** ARTICLE **
Des anges gardiens du Québec s’impatientent

Plus d’un an après l’ouverture du programme spécial de régularisation, de nombreux demandeurs d’asile ayant travaillé au Québec dans le milieu de la santé durant la première vague de la pandémie s’impatientent devant la lenteur à obtenir leur résidence permanente. Sur 2275 dossiers (représentant 4535 personnes) déposés depuis le début du processus, à peine 28 % ont été finalisés, selon les plus récentes données fournies par Immigration Canada au Devoir. La plupart des dossiers (69 %) ont été approuvés, mais sont dans le camp du gouvernement fédéral, à la dernière étape du processus.
« Ça fait plus d’un an. C’est très long », déclare la directrice de la Maison d’Haïti, Marjorie Villefranche. « Ça bloque à divers niveaux. » Elle souligne que les demandeurs d’asile québécois, souvent appelés les « anges gardiens », doivent d’abord passer l’étape de l’obtention d’un Certificat de sélection du Québec (CSQ), ce qui peut expliquer les délais plus longs. « Ça double le temps pour avoir les papiers », dit-elle. « Quand on regarde ce qui se passe dans les autres provinces, plus de gens ont obtenu leurs papiers. »
En effet, en Ontario, la province où le programme a été le plus populaire, environ 40 % des 3385 dossiers soumis (représentant 8110 personnes) ont été finalisés. La grande majorité d’entre eux demeurent en attente d’un dénouement. Dans l’ensemble du Canada, 5930 dossiers ont été déposés, et 2050 (35 %) ont abouti à une résidence permanente. Au regard des dossiers ayant reçu une « approbation de principe », cette proportion est toutefois d’environ 50 %.

** CONSIGNES DE TRAVAIL **
• A. Modifiez l’article sur les anges gardiens en reprenant le passage allant de « En effet, en » jusqu’à « d’environ 50 %. » inclus, avec « Ontario » remplacé par « Colombie-Britannique ».
• B. Relevez tous les pourcentages mentionnés dans l’article sur les anges gardiens.
• C. Rédigez la suite de l’article sur les anges gardiens du Québec à partir de la fin de son dernier paragraphe.

** DONNÉES FOURNIES **
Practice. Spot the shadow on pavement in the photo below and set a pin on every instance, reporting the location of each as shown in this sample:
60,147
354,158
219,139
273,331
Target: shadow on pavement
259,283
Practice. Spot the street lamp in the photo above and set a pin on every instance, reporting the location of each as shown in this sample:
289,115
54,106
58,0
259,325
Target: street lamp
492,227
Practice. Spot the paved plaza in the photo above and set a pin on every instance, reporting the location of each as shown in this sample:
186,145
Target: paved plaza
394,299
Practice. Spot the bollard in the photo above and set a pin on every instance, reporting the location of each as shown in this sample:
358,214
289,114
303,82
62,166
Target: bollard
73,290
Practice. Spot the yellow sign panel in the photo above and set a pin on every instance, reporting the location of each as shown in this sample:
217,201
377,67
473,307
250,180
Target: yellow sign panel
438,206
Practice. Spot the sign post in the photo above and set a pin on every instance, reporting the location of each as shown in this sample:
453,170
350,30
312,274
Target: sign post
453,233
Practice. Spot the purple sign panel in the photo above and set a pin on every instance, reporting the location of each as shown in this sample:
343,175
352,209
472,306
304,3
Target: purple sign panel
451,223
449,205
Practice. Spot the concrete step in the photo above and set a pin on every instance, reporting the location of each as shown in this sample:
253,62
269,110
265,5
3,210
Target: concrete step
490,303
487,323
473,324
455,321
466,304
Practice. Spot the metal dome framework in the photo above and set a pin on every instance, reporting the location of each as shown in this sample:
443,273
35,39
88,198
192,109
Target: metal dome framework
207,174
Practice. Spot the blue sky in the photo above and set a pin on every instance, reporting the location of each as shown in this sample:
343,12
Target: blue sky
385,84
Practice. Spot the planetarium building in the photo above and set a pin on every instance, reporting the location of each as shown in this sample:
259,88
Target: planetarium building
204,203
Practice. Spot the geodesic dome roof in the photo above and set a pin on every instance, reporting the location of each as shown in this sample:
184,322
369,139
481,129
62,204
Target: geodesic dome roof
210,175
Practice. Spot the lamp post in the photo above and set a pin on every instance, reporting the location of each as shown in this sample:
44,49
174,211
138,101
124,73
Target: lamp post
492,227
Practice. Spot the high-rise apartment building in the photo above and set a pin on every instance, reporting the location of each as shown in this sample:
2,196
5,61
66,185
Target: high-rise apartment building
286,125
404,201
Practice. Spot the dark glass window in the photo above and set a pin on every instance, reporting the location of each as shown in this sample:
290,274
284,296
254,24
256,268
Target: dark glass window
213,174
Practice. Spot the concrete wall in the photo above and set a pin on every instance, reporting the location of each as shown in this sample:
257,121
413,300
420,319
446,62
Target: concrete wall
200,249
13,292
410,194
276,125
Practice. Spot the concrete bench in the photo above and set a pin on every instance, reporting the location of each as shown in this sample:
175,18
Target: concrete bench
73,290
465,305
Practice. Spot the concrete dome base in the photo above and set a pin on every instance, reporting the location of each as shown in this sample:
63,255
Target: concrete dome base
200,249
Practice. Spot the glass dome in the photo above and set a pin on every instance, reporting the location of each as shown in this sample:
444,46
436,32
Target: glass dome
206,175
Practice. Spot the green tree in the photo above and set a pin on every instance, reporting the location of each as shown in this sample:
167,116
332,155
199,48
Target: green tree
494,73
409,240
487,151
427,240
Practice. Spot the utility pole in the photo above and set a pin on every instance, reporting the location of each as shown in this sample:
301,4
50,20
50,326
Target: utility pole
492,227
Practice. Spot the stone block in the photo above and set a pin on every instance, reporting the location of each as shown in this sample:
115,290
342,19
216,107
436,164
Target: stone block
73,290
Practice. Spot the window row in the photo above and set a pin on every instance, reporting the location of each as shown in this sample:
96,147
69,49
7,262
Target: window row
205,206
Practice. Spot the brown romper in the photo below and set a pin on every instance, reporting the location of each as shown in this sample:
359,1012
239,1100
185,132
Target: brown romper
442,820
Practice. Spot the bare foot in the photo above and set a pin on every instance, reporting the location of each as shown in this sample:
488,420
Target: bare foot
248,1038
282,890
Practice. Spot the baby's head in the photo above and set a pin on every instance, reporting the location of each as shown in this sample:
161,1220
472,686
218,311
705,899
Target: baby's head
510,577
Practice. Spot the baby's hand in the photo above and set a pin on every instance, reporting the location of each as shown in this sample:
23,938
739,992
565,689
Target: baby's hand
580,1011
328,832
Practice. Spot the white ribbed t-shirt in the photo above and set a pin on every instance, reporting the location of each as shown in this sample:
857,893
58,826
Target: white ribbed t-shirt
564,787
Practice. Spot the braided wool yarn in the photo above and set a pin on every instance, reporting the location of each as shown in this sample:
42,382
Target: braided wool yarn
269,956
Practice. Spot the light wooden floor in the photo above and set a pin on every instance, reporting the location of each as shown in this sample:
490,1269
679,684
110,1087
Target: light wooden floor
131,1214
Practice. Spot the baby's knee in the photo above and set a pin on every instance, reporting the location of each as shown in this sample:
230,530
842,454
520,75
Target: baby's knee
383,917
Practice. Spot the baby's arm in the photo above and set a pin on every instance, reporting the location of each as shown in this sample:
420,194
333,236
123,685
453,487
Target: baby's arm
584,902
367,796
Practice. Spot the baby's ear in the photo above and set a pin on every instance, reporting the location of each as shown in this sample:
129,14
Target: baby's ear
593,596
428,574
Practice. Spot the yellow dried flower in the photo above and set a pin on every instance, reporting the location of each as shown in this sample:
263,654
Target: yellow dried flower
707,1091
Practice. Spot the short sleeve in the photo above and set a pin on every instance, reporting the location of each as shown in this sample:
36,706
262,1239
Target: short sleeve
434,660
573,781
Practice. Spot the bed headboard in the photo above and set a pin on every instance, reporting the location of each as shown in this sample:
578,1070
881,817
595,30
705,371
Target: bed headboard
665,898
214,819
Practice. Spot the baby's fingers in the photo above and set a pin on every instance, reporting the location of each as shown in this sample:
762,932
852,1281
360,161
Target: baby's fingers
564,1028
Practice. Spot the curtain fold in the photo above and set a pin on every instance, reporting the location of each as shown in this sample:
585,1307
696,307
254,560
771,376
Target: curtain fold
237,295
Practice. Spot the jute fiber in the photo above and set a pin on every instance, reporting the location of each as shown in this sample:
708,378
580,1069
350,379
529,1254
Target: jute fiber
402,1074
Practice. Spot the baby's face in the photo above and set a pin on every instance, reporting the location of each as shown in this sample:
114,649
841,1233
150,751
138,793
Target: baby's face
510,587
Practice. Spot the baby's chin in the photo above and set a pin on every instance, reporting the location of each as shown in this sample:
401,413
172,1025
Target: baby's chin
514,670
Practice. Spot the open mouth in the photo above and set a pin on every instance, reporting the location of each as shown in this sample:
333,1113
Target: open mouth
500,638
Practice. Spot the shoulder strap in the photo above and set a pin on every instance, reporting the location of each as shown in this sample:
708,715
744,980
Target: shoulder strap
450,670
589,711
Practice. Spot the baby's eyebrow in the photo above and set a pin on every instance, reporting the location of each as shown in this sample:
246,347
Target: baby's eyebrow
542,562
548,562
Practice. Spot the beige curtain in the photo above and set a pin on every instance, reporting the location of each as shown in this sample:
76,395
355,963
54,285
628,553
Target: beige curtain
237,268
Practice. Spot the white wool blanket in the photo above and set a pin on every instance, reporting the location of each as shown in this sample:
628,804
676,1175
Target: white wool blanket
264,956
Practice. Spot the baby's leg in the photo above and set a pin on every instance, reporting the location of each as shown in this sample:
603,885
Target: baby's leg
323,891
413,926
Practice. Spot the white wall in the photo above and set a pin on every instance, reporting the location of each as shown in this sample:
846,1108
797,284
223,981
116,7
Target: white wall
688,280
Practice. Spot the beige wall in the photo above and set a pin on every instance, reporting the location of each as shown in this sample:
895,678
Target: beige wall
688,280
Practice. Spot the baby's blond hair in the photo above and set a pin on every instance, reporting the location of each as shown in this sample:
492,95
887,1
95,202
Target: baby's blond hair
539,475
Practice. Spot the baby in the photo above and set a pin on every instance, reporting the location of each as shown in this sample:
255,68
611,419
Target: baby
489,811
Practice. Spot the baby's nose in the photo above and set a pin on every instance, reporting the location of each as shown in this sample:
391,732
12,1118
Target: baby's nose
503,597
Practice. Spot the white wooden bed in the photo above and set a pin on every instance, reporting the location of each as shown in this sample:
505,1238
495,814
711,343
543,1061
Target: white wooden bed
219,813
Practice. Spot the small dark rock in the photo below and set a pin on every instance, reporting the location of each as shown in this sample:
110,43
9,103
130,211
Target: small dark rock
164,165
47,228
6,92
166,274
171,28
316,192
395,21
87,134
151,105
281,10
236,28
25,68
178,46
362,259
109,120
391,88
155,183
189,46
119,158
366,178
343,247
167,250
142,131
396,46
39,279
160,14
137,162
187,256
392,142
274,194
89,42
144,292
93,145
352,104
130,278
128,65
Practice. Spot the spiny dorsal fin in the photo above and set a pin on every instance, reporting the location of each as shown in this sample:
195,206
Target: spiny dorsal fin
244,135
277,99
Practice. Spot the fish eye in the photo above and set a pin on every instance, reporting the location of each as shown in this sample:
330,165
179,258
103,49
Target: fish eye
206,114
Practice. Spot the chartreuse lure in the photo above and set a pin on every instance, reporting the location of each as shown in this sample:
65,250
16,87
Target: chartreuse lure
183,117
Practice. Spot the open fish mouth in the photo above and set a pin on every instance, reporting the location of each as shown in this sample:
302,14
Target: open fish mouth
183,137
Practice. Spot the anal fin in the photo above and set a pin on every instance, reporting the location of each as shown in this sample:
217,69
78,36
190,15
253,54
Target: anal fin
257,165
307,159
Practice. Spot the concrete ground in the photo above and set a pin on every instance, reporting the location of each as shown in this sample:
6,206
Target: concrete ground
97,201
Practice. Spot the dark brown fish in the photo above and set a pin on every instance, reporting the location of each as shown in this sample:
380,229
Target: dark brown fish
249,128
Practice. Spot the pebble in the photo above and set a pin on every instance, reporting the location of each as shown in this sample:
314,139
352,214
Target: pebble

** RÉPONSES **
• A.
En effet, en Colombie-Britannique, la province où le programme a été le plus populaire, environ 40 % des 3385 dossiers soumis (représentant 8110 personnes) ont été finalisés. La grande majorité d’entre eux demeurent en attente d’un dénouement. Dans l’ensemble du Canada, 5930 dossiers ont été déposés, et 2050 (35 %) ont abouti à une résidence permanente. Au regard des dossiers ayant reçu une « approbation de principe », cette proportion est toutefois d’environ 50 %.

• B. 28 %, 69 %, 40 %, 35 %, 50 %

• C.
Établi au Québec, Doris Bissakonou attend toujours sa résidence permanente, après avoir postulé au programme des anges gardiens en mars 2021. Originaire de la Centrafrique, le jeune homme de 23 ans a demandé l’asile en février 2020, tout juste avant que la pandémie ne frappe. « J’ai travaillé comme préposé aux bénéficiaires, sur la première ligne. J’ai prêté main-forte pendant que d’autres étaient chez eux. J’ai travaillé dur, souvent seul sur mon étage », a-t-il raconté.
Jugé admissible au programme, M. Bissakonou a complété l’étape de la sélection du Québec en moins de deux mois et a ensuite soumis son dossier au gouvernement fédéral pour l’étape finale de la résidence permanente. Mais selon ses dires, son dossier aurait été suspendu à la fin de l’été, et il n’a plus de nouvelles depuis. « Je n’ai aucun retour, et mon permis d’étude est expiré », souligne le jeune homme qui s’estime « bloqué ».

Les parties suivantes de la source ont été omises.